(Source passage):
+ + +
ABC Learning requested a trading halt on its shares four days ago, as a deadline loomed for its latest financial results.

Bear in mind the company had already flagged that it would have to declare a pre-tax loss of $437 million – information that triggered a further slump in the share price.

That has now fallen from last year’s high of $8.80 to just 57 cents at the latest trading halt.

No doubt investors can expect more soothing rhetoric from the multi-millionaire founder and CEO Eddy Groves, but there are many who are no longer listening.

The rise and rise of enigmatic founder, known to many market analysts as ‘Fast Eddy’ for the speed of his speech, now seems somewhat souffle-esque, as bank lenders, government, prominent Australian investors and thousands of small shareholders awake to the painful reality they may have been taken for one of the biggest rides in Australian corporate history.

Deborah Brennan, a professor at the University of NSW Social Policy Research Centre, says ABC Learning could be one of the most spectacular public policy disasters seen in recent time.

“[It] is something that could become a case study, I think, in many business schools and public policy schools around the world,” she said.

IMF Australia’s John Walker says his company was approached by shareholders involved in ABC Learning, and was asked to look at whether or not there were potential breaches of the Corporations Act.

He found that the company never really made money over the last four years.

Mr Groves managed to attract finance to spawn an empire of 1,136 ABC child care centres across Australia, 2,000 across the globe, and in so doing, mislead the market, the nation and the world as to the company’s financial viability.

“I didn’t buy it five years ago, I didn’t buy it three years ago, I didn’t buy it last year and I wouldn’t buy it today,” Clime Capital’s Roger Montgomery said.

‘Fast Eddy’, the man

Mr Groves is a gambler with a high-rolling history in casinos from the Gold Coast to Las Vegas.

But his ballooning child care corporation, established in partnership with his wife Le Neve, from whom he separated, gambled mainly with other people’s money – and lots of it.
+ + +
(Information supplied):
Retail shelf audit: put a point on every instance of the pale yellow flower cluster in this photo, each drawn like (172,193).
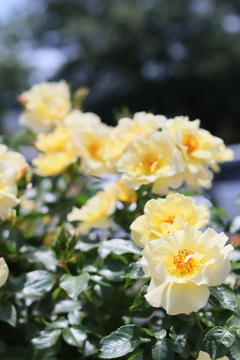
+ + +
(Exercise task): Transcribe the passage on ABC Learning verbatim, from "Mr Groves managed" to "Roger Montgomery said.".

(Expected output):
Mr Groves managed to attract finance to spawn an empire of 1,136 ABC child care centres across Australia, 2,000 across the globe, and in so doing, mislead the market, the nation and the world as to the company’s financial viability.

“I didn’t buy it five years ago, I didn’t buy it three years ago, I didn’t buy it last year and I wouldn’t buy it today,” Clime Capital’s Roger Montgomery said.